◆ AUFGABENSTELLUNG
Schreiben Sie einen Abschnitt des vorgegebenen Textes wortgetreu ab. Beginnen Sie bei den Worten „1. Was ist Sprache?“ und hören Sie nach „oder zu überzeugen.“ auf.

◆ VORGEGEBENER TEXT
* * * *

1. Was ist Sprache?
Wie lernen wir sprechen?
«Die Grundlage der Kreativität eines Volkes ist seine Sprache», betonte der französische Dichter Stendhal. Sprache ist ein System von Symbolen, mittels derer wir uns unserer Umgebung mitteilen können; unsere Gedanken, Gefühle und Wünsche drücken wir – wenn auch nicht ausschließlich – durch Sprechen aus. Sprache hat mit Macht zu tun, mit Gefühlen, Sprache kann ausgrenzen und einschließen. Sprache beeinflusst nicht nur, wie wir die Dinge um uns herum benennen, sondern auch, wie wir die Welt sehen und wie wir von der Welt, von den anderen gesehen werden. Sprache dient der Kommunikation: Wir sprechen miteinander, um uns mitzuteilen, um Informationen zu erhalten, um zu beeinflussen oder zu überzeugen.

* * * *

◆ Rohe Datensätze

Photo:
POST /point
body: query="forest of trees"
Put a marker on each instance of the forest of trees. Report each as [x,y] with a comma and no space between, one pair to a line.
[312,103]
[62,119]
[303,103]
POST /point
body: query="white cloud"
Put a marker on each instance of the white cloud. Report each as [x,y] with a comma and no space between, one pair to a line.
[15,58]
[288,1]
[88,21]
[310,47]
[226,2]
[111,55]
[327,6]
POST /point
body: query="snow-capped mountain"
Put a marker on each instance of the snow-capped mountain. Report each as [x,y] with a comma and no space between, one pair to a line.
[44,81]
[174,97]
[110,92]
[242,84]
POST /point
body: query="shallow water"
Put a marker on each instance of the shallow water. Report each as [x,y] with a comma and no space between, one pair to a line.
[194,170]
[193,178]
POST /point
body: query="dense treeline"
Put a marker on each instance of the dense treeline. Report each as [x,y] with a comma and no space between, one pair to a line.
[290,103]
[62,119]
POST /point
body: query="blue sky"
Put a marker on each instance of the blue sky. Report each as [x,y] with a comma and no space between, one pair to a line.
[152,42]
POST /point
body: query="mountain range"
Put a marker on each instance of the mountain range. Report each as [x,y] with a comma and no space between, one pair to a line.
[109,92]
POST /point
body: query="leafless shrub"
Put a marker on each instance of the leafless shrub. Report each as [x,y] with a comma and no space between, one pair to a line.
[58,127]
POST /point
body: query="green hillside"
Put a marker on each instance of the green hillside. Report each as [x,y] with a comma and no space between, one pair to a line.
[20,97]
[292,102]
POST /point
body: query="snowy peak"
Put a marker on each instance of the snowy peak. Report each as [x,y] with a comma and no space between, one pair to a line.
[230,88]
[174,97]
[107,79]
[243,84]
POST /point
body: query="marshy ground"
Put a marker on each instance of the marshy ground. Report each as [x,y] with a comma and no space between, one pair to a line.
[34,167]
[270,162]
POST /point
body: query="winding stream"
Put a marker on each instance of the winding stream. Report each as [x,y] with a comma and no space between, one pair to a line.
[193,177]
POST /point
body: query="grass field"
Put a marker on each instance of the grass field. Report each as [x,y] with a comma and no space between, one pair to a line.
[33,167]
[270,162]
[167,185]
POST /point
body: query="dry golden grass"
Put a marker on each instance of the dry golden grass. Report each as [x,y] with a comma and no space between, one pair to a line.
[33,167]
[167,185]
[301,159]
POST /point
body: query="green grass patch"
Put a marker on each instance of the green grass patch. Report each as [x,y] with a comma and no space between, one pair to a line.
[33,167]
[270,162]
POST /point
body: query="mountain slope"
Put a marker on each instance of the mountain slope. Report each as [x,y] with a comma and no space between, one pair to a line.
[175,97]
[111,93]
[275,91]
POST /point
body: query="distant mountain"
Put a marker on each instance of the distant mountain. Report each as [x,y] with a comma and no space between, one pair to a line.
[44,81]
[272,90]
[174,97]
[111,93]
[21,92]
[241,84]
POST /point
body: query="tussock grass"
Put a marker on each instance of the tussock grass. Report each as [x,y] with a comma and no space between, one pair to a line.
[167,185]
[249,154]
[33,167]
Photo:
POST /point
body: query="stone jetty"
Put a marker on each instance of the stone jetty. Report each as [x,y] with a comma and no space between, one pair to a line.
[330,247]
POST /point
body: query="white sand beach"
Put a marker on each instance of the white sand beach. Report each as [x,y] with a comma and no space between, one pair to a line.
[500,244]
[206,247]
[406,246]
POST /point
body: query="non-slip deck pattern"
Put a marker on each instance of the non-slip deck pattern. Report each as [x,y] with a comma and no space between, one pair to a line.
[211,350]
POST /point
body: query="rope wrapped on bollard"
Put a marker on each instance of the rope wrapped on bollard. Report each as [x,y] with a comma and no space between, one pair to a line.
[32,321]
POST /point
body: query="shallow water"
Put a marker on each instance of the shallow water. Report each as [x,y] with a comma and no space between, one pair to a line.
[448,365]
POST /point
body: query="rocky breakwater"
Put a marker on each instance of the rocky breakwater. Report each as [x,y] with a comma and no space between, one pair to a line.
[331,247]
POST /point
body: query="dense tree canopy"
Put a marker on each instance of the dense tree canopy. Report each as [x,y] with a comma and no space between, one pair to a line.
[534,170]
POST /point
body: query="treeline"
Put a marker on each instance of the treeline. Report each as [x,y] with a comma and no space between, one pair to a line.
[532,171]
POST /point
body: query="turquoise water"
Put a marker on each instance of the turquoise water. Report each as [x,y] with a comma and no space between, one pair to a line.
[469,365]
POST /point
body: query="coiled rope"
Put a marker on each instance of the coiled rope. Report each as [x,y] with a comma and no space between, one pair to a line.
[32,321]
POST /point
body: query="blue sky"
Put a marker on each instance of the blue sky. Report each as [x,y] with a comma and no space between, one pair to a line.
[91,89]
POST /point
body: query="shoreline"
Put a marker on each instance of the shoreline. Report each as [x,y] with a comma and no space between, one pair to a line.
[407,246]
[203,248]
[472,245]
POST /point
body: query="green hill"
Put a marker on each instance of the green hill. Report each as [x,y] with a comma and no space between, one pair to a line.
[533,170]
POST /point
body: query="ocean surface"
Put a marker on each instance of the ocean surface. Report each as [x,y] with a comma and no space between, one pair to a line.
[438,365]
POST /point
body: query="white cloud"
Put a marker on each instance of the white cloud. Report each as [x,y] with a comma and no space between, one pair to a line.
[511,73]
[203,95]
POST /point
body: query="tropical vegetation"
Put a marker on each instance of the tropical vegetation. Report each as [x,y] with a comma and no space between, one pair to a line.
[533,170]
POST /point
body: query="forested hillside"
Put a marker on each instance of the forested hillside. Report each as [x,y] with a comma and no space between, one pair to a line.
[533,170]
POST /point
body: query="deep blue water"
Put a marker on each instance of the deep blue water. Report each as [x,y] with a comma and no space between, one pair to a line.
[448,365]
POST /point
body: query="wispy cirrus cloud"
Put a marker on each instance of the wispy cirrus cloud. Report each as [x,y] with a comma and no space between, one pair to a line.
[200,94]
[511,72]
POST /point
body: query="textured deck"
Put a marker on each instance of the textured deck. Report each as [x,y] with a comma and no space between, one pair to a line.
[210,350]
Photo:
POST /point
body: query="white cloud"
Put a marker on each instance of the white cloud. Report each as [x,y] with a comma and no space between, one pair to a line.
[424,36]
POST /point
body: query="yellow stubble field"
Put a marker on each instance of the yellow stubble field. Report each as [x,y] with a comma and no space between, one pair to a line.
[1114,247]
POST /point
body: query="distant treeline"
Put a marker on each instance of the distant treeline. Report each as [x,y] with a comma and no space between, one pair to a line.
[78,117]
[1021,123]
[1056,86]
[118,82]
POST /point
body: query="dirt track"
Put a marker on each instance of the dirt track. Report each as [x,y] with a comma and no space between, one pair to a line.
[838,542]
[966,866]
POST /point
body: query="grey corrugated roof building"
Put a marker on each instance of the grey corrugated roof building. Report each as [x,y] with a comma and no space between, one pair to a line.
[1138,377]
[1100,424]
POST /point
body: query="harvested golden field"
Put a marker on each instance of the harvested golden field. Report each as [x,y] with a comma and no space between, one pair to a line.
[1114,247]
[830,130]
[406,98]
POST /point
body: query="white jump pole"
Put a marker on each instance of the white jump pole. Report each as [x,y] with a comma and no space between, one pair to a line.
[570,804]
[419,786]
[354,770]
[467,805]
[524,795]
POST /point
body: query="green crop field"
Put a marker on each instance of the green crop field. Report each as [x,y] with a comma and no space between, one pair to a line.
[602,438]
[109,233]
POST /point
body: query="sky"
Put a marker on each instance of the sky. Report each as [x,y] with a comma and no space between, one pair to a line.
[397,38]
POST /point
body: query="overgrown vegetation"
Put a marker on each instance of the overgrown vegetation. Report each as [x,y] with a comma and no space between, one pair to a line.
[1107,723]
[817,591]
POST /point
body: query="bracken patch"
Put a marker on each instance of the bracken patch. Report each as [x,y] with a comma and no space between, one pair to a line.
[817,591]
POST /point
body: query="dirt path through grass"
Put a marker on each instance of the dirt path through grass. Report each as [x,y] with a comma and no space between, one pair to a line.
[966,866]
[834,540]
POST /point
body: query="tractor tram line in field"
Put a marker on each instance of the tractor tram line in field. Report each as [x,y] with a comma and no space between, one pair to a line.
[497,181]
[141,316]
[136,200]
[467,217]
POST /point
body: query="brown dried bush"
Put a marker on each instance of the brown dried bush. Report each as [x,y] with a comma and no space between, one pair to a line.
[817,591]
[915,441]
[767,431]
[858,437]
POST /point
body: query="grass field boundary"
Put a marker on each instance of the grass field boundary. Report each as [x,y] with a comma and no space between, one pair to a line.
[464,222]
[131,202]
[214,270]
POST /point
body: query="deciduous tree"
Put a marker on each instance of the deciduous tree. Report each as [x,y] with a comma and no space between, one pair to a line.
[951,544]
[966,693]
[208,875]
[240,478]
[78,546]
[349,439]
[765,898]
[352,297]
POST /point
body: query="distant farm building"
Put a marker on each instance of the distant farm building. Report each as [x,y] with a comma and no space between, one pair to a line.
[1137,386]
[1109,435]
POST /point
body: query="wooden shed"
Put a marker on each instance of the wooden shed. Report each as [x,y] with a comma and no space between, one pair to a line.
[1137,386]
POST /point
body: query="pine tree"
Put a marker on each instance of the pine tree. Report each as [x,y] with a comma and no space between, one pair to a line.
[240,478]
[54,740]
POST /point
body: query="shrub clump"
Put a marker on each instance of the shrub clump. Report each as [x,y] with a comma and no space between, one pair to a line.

* * * *

◆ DIE ANTWORT
1. Was ist Sprache?
Wie lernen wir sprechen?
«Die Grundlage der Kreativität eines Volkes ist seine Sprache», betonte der französische Dichter Stendhal. Sprache ist ein System von Symbolen, mittels derer wir uns unserer Umgebung mitteilen können; unsere Gedanken, Gefühle und Wünsche drücken wir – wenn auch nicht ausschließlich – durch Sprechen aus. Sprache hat mit Macht zu tun, mit Gefühlen, Sprache kann ausgrenzen und einschließen. Sprache beeinflusst nicht nur, wie wir die Dinge um uns herum benennen, sondern auch, wie wir die Welt sehen und wie wir von der Welt, von den anderen gesehen werden. Sprache dient der Kommunikation: Wir sprechen miteinander, um uns mitzuteilen, um Informationen zu erhalten, um zu beeinflussen oder zu überzeugen.